[Referring expression pointing data]

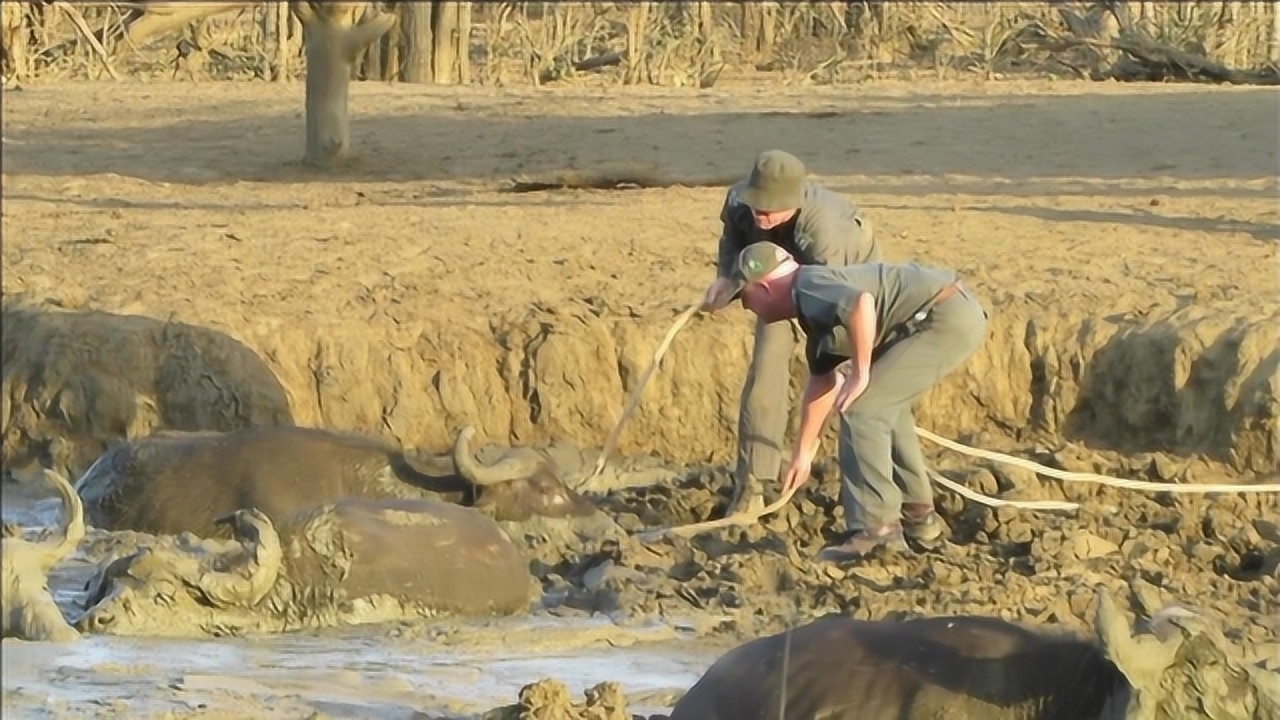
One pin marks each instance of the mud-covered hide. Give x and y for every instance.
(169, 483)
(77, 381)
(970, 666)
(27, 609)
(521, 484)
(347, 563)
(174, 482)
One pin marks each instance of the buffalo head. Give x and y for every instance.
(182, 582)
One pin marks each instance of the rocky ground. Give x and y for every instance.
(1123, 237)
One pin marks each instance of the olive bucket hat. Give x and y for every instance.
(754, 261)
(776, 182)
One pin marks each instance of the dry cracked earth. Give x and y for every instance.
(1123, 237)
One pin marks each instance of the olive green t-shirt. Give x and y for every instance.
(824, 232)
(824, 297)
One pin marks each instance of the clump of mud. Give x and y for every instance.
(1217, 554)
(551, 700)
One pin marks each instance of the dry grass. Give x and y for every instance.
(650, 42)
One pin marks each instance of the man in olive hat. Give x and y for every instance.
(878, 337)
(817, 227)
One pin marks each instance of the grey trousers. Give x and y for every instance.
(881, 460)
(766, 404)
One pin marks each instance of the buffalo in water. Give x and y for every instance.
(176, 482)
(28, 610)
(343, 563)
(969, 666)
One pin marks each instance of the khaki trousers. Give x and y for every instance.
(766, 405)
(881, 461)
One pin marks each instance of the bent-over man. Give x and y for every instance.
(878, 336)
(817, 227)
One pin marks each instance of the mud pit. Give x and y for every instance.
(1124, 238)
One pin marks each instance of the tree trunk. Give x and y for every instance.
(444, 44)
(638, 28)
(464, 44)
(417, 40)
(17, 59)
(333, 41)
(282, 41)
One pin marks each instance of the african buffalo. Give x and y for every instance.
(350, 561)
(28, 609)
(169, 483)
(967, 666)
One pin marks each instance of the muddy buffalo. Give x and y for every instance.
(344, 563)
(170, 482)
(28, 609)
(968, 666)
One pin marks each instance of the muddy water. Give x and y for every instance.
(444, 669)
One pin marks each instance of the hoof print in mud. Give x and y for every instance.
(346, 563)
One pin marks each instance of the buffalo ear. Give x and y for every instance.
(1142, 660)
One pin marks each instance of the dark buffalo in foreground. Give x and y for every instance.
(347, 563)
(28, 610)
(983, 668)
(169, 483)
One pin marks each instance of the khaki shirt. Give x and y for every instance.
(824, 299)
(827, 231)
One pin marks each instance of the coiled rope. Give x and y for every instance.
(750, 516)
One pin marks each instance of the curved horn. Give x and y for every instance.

• [Task details]: Your answer must be the line with "One pin marks each instance of the khaki trousers." and all lines after it through the final line of the entries, copied exactly and with nothing added.

• [Solution]:
One pin marks each instance of the khaki trousers. Give x and y for every instance.
(766, 405)
(881, 461)
One pin marks each instance of the bent-over man. Give x and y for every instance.
(878, 336)
(817, 227)
One pin marks each instance of the mud pit. Give x and y for every instance.
(1124, 238)
One pin marks each instance of the tree trunk. Give x and y for every instance.
(444, 44)
(638, 28)
(464, 44)
(417, 40)
(17, 59)
(333, 41)
(282, 41)
One pin marks each instance of the african buffalo. Give x and y for every instance.
(350, 561)
(28, 609)
(169, 483)
(967, 666)
One pin marks each instance of the muddy buffalo. Give x and y for every instance.
(344, 563)
(170, 482)
(28, 609)
(968, 666)
One pin marks each instance of the muddy water. Give x and y for every instance.
(444, 669)
One pin marks each instance of the hoof print in mud. Give x and y for every instance.
(346, 563)
One pin marks each instance of the buffalo ear. Give x and y for every instance.
(1142, 660)
One pin marks each instance of the dark buffalo in foreground. Give x and y for every instance.
(347, 563)
(28, 610)
(983, 668)
(169, 483)
One pin marks each instance of the khaki shirt. Give x and y for every instance.
(824, 299)
(827, 231)
One pin marks each instance of the coiled rope. Give x and y for every instance.
(750, 516)
One pin marks each instance of the curved horn. Give x and y for every instance.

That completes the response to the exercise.